## Available records
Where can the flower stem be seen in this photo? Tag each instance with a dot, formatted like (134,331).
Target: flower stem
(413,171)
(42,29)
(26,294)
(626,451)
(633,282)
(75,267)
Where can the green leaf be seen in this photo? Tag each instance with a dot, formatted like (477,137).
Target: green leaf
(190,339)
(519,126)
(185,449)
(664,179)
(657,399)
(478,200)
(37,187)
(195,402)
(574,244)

## The task
Please repeat all of the entries above word for word, with no changes.

## Full response
Where can the flower stem be seen in this photo? Tag each instance with a dot, formatted like (134,331).
Target: flower stem
(413,171)
(42,29)
(26,294)
(626,451)
(633,282)
(75,267)
Where can the green leaf be seen in this photo? Tag each instance with a dot, formatted like (477,137).
Target: green leaf
(190,339)
(519,126)
(185,449)
(664,179)
(657,399)
(478,200)
(37,187)
(195,402)
(574,244)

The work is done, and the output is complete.